■ **WHAT THIS TASK INVOLVES**:
Format the lines below as a JSON array of strings, one string for each line, skipping any blank lines.

■ **STORED RECORDS**:
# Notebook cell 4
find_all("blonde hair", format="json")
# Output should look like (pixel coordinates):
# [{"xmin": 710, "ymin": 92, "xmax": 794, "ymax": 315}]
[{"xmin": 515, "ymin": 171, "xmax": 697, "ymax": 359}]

■ **THE COMPLETED TASK**:
[
  "# Notebook cell 4",
  "find_all(\"blonde hair\", format=\"json\")",
  "# Output should look like (pixel coordinates):",
  "# [{\"xmin\": 710, \"ymin\": 92, \"xmax\": 794, \"ymax\": 315}]",
  "[{\"xmin\": 515, \"ymin\": 171, \"xmax\": 697, \"ymax\": 359}]"
]